_Task goal_.
Reproduce every line of the data below with no changes, but leave out the pictures.

_Data lines_.
----
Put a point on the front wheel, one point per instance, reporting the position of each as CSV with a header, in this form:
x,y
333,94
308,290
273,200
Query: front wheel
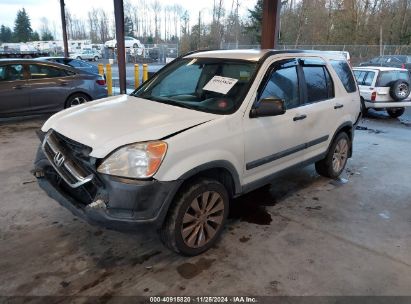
x,y
395,112
334,163
196,218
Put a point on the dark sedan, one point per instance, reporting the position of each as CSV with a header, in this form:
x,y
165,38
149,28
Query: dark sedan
x,y
34,87
75,63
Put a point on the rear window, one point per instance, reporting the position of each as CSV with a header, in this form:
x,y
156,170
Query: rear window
x,y
343,71
386,78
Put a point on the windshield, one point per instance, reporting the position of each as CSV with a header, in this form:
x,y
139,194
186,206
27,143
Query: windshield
x,y
211,85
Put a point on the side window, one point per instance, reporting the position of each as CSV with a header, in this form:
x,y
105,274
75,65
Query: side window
x,y
283,83
42,71
11,72
343,71
368,79
319,85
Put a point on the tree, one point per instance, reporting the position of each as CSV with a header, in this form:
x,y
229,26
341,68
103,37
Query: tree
x,y
45,31
5,34
256,19
22,27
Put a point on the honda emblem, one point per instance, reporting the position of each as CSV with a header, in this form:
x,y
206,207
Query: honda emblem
x,y
58,159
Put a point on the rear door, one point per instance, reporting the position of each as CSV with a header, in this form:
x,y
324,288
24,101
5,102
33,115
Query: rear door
x,y
320,106
277,142
49,87
14,98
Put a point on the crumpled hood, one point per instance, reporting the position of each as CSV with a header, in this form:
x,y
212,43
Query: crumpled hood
x,y
109,123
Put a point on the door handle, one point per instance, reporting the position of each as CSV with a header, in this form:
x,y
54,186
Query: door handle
x,y
300,117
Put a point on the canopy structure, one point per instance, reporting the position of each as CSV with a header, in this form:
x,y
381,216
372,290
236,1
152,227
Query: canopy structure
x,y
269,33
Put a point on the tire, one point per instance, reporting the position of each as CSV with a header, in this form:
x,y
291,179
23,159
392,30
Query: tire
x,y
364,109
76,99
184,207
334,163
399,90
395,112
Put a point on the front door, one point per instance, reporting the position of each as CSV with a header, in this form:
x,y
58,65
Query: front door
x,y
275,143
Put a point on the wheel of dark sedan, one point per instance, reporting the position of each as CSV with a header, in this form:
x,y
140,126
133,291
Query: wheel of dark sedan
x,y
399,90
196,218
76,99
334,163
395,112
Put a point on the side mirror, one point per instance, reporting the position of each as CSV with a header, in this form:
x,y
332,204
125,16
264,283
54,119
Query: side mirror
x,y
271,106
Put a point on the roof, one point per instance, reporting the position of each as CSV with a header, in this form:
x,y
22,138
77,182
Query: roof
x,y
256,55
381,69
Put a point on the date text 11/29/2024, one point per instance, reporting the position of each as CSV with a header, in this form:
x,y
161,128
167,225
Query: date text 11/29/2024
x,y
203,299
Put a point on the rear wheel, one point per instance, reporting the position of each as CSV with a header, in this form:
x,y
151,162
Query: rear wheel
x,y
76,99
400,90
395,112
196,218
334,163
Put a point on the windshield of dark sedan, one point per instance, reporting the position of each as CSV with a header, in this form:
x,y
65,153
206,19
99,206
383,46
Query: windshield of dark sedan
x,y
204,84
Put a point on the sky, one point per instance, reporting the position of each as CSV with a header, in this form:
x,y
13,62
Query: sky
x,y
38,9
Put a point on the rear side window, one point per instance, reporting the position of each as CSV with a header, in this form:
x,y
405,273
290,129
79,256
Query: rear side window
x,y
42,71
319,84
368,79
343,71
386,78
11,72
283,84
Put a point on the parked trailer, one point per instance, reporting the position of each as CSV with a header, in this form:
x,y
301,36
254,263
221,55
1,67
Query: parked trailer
x,y
26,54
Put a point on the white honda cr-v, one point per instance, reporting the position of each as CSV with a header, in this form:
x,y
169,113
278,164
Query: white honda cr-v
x,y
207,127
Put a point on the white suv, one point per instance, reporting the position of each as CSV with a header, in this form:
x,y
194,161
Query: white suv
x,y
383,88
208,127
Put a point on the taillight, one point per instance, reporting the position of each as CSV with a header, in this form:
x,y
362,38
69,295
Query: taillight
x,y
373,96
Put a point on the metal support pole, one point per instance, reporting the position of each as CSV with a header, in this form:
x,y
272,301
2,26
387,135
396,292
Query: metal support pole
x,y
271,24
121,50
64,27
136,76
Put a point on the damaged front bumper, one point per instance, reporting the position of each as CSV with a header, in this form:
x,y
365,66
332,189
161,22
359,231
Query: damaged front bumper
x,y
116,203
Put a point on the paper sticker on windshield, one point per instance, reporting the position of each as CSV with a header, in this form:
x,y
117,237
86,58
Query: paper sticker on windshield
x,y
220,84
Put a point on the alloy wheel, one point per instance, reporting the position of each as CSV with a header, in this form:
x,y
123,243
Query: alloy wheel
x,y
202,219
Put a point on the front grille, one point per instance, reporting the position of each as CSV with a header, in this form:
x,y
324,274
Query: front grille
x,y
63,155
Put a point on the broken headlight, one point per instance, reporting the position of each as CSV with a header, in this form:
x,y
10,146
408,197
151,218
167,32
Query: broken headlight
x,y
140,160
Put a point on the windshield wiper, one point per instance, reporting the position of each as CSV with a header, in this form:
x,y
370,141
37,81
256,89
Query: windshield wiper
x,y
167,101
----
_Final result_.
Put a point on the front wheel, one point per instance, reporting the position of each as CSV with a header, in this form:
x,y
333,94
308,290
273,200
Query: front wheel
x,y
395,112
334,163
196,218
Put a point on the dark sedan, one point per instance, reporting the position of each as CSV with a header, in this form:
x,y
165,38
149,28
Query: dark sedan
x,y
34,87
75,63
Put a point on the rear window, one point per instance, reporting the position of each as CSV with a header, in this form:
x,y
156,170
Query: rear window
x,y
343,71
386,78
Put a point on the windshield, one point per instance, reporting the position of each as CSV with a header, in this form:
x,y
139,194
186,206
27,143
Query: windshield
x,y
211,85
Put a point on the side window, one point per instance, reporting the position of each as CSV with a header, in this form:
x,y
105,274
75,65
Query: side window
x,y
283,83
42,71
11,72
343,71
368,79
319,85
Put a point on the tree, one point per instance, reporting the position of each as CSV with a header, in this form:
x,y
229,26
341,68
103,37
Query: tree
x,y
45,31
5,34
256,19
22,27
Put a point on the honda emblem, one point per instance, reporting the position of each as CSV with a header, in this form:
x,y
206,207
Query: honda emblem
x,y
58,159
Put a point on the rear door, one point per instance, reporting the position of each as CSV with a header, in this form:
x,y
324,288
24,101
5,102
33,115
Query: rear door
x,y
320,106
277,142
49,87
14,98
Put a point on the crumpled hood, one point per instance, reporting the position of each as CSV with a header, in this form:
x,y
212,43
Query: crumpled hood
x,y
109,123
Put a point on the door handle, one point per instance, reporting the position of each as CSV with a header, in this form:
x,y
54,186
Query: door handle
x,y
300,117
Put a point on the canopy structure, one point per instance, reporting the position of each as CSV with a header, in this form:
x,y
381,216
372,290
236,1
152,227
Query: canopy structure
x,y
269,33
Put a point on the tire, one point per instance, reporting the position of each as CSV with a header, in this form:
x,y
291,179
23,159
392,30
Query: tire
x,y
364,109
76,99
184,207
334,163
399,90
395,112
Put a point on the front door, one point per instance, reporting the position of each as CSV with a header, in this form:
x,y
58,65
Query: front door
x,y
275,143
Put a point on the wheel of dark sedan, one point per instance, reporting the position of each as CSV with a header, in this form:
x,y
140,126
133,291
Query: wheel of dark sedan
x,y
399,90
196,218
76,99
334,163
395,112
Put a point on the side mirror, one point per instance, reporting the position of each as CSV with a header, in this form:
x,y
332,204
125,16
264,283
54,119
Query: side mirror
x,y
271,106
Put a point on the roof, one point per instance, reporting the position of each as CSV with a header, in this form:
x,y
22,138
77,182
Query: roof
x,y
256,55
381,69
Put a point on the date text 11/29/2024, one point per instance, reporting the position of each as CSV with a header, in this form:
x,y
161,128
167,225
Query: date text 11/29/2024
x,y
203,299
Put a point on the rear wheel, one point per instance, reporting the position of each as CSV with a header, in this form:
x,y
151,162
Query: rear wheel
x,y
76,99
400,90
395,112
196,218
334,163
Put a point on the windshield of dark sedan, one point per instance, reporting the position of each as CSV with a header, in this form:
x,y
65,153
206,19
99,206
383,46
Query: windshield of dark sedan
x,y
204,84
Put a point on the sky, one point per instance, reporting the position of each as CSV with a header, in this form:
x,y
13,62
Query: sky
x,y
38,9
Put a point on the rear side window, one point per instance, reporting the position of each as CSV with a header, in this form:
x,y
405,273
290,129
79,256
Query: rear side window
x,y
42,71
319,84
368,79
343,71
386,78
11,72
283,84
Put a point on the parked trailer, one point per instance, reporting the position of each as CSV with a header, in this form:
x,y
301,36
254,263
221,55
1,67
Query: parked trailer
x,y
26,54
Put a point on the white honda cr-v, one point per instance, reporting the position of each as CSV with a header, in this form:
x,y
169,113
278,164
Query: white honda cr-v
x,y
207,127
Put a point on the white suv, one point per instance, reporting the position of each as CSV with a header, in this form:
x,y
194,161
Query: white suv
x,y
383,88
208,127
Put a point on the taillight, one point per instance, reporting the position of each as CSV with a header, in this form:
x,y
362,38
69,295
Query: taillight
x,y
373,96
Put a point on the metal support pole, one point per instance, reporting the position of each as CSV with a header, in this form:
x,y
272,301
2,26
387,135
396,292
Query: metal support pole
x,y
271,24
121,50
64,27
136,76
Put a point on the damaged front bumper, one point per instance, reporting the position of each as CSV with a header, in this form:
x,y
365,66
332,189
161,22
359,231
Query: damaged front bumper
x,y
116,203
Put a point on the paper sticker on windshield, one point per instance, reporting the position of each as CSV with a header, in this form:
x,y
117,237
86,58
Query: paper sticker on windshield
x,y
220,84
Put a point on the alloy wheel, one point per instance, reporting the position of each as CSV with a header, in this form:
x,y
123,243
Query: alloy wheel
x,y
202,219
Put a point on the front grille, one point per instance, reporting the position of each as CSV with a header, in this form:
x,y
324,274
Query: front grille
x,y
63,155
Put a point on the broken headlight, one point per instance, reporting the position of each as CSV with a header, in this form:
x,y
10,146
408,197
151,218
167,32
Query: broken headlight
x,y
140,160
Put a point on the windshield wiper, one point per instance, reporting the position of each as CSV with a header, in this form:
x,y
370,141
37,81
256,89
Query: windshield wiper
x,y
167,101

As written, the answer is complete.